(Position annotation records)

— START —

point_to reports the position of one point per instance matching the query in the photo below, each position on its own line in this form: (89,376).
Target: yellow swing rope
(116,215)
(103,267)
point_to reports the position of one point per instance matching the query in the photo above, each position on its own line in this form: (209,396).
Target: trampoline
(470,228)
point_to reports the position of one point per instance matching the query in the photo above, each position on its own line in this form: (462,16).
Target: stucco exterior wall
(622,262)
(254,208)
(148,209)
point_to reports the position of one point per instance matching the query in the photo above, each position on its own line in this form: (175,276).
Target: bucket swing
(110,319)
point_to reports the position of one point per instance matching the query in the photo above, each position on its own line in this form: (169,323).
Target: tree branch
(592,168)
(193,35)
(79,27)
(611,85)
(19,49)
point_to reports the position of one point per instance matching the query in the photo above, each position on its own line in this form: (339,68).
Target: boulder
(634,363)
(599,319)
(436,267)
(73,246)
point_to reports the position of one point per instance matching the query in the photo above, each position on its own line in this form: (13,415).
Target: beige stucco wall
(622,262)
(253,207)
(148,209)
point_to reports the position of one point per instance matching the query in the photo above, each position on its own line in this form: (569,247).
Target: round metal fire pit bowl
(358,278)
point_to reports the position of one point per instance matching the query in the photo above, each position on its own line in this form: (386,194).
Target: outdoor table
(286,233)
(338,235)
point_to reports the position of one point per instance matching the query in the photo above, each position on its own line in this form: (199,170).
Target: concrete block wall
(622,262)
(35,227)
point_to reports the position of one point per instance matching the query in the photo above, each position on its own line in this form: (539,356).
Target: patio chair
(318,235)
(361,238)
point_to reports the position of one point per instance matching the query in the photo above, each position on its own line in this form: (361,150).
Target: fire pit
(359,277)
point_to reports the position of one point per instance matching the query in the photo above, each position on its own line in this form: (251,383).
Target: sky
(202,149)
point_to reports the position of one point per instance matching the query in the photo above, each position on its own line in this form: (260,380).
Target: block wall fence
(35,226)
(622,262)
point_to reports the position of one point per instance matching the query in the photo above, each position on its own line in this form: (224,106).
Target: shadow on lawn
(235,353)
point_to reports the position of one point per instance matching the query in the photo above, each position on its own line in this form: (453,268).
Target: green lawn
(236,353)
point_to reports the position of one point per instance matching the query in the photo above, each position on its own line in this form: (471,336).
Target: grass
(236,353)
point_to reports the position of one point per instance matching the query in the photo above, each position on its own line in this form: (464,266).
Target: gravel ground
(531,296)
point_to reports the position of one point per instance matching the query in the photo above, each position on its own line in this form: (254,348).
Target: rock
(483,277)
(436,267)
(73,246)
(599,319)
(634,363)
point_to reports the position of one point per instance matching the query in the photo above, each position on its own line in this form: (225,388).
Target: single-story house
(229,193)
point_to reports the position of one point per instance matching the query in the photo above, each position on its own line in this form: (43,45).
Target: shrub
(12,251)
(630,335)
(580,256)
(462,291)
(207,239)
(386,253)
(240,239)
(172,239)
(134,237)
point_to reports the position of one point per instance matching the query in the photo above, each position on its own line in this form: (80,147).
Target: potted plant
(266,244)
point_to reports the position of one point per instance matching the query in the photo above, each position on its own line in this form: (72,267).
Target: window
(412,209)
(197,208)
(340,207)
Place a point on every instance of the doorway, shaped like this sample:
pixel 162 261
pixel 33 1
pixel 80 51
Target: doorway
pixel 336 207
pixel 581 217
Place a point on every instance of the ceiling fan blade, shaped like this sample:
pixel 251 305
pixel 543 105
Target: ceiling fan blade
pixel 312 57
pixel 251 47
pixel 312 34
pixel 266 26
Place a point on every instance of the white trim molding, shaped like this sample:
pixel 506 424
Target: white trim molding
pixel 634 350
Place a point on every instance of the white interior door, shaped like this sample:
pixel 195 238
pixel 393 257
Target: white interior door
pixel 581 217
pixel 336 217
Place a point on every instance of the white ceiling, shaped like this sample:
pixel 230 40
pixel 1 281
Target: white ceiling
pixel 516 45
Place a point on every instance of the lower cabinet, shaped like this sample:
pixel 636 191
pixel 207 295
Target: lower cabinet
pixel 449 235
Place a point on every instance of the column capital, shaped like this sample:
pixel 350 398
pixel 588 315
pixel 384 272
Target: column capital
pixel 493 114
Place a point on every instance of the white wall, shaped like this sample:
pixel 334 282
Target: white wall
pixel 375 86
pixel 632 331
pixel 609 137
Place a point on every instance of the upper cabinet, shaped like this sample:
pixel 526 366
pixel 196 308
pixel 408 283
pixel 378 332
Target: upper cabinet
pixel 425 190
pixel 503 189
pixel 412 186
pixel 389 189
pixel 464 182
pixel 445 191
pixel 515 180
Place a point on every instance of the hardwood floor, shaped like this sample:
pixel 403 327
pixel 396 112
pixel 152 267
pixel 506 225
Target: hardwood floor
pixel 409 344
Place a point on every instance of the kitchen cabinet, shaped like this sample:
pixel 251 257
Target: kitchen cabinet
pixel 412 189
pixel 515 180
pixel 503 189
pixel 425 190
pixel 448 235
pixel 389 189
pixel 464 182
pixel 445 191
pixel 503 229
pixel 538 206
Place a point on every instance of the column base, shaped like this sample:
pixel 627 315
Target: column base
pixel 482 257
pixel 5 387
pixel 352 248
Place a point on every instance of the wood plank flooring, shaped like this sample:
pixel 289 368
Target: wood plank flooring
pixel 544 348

— END —

WHAT THIS TASK INVOLVES: Send back exactly the lines from the line with "Place a point on every instance of the white trim" through the end of the records.

EXPECTED ANSWER:
Place a point on every instance of the white trim molding, shaped like this sample:
pixel 506 424
Target: white trim molding
pixel 634 350
Place a point on every instance of the white interior door, shaped like this sample:
pixel 195 238
pixel 393 257
Target: white interior door
pixel 581 217
pixel 336 217
Place a point on every instance of the white ceiling, shaped like this sample:
pixel 230 40
pixel 1 281
Target: white ceiling
pixel 516 45
Place a point on every instance of the lower cabinet, shaped like this sample:
pixel 636 191
pixel 207 295
Target: lower cabinet
pixel 449 235
Place a point on every instance of the column capital, shaped like this sample:
pixel 350 398
pixel 588 315
pixel 384 272
Target: column capital
pixel 493 114
Place a point on every instance of the white wall, shaped like this sample:
pixel 334 282
Target: white wall
pixel 375 86
pixel 632 331
pixel 609 137
Place a point on every instance of the upper cabinet, shaped like this sample:
pixel 526 366
pixel 196 308
pixel 408 283
pixel 378 332
Target: upper cabinet
pixel 425 190
pixel 503 189
pixel 412 186
pixel 389 189
pixel 464 182
pixel 445 191
pixel 515 180
Place a point on every instance of the hardwood floor, shaped like this sample:
pixel 403 327
pixel 396 112
pixel 152 267
pixel 506 225
Target: hardwood floor
pixel 409 344
Place a point on every instance of the kitchen cabinet, shaped like this sample:
pixel 251 257
Target: kitchen cabinet
pixel 412 189
pixel 515 180
pixel 503 189
pixel 425 190
pixel 448 235
pixel 389 189
pixel 464 182
pixel 445 191
pixel 503 229
pixel 538 206
Place a point on every instance of the column base, shaped like this sample:
pixel 627 315
Target: column base
pixel 482 257
pixel 5 387
pixel 352 248
Place a point on every instance of the wood plank flooring, shaped like this sample:
pixel 289 368
Target: wood plank flooring
pixel 544 348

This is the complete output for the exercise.